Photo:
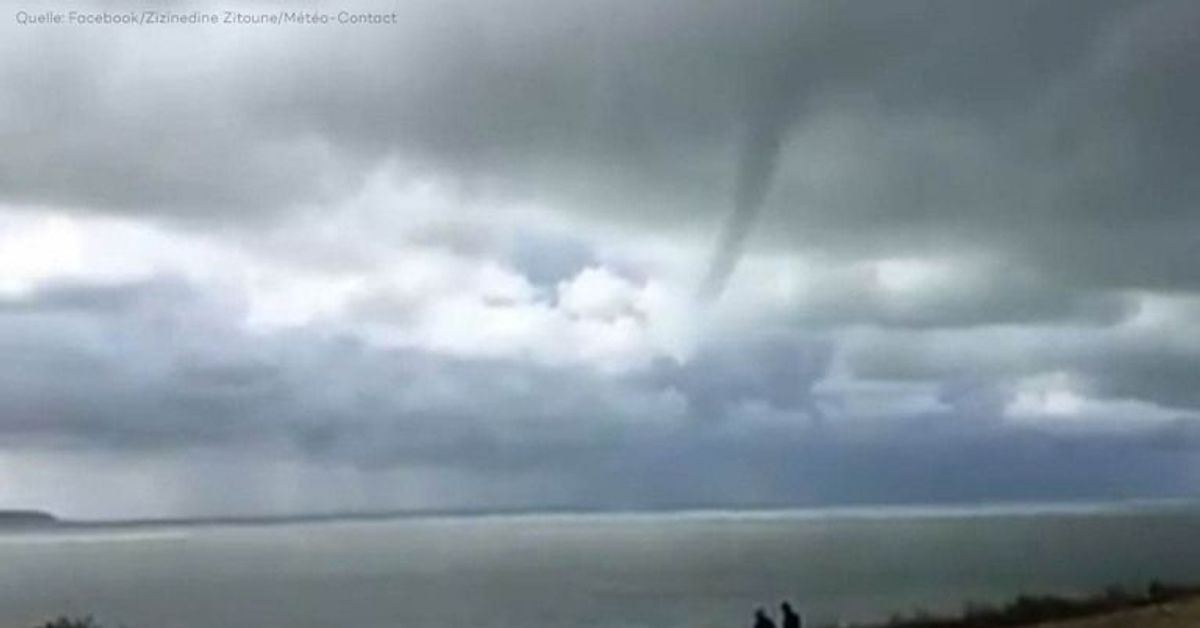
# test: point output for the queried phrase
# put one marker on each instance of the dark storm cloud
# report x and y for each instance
(1054, 139)
(1056, 132)
(135, 369)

- - - - - - -

### YOUR TASK
Copy the whole listing above word for word but do not carry over the pictures.

### RESPONSE FOR THIS EXERCISE
Photo:
# test: point output for the queried phrase
# put one marker on each instance of the dark storm cloud
# report x and y for each instance
(1054, 139)
(1056, 132)
(135, 369)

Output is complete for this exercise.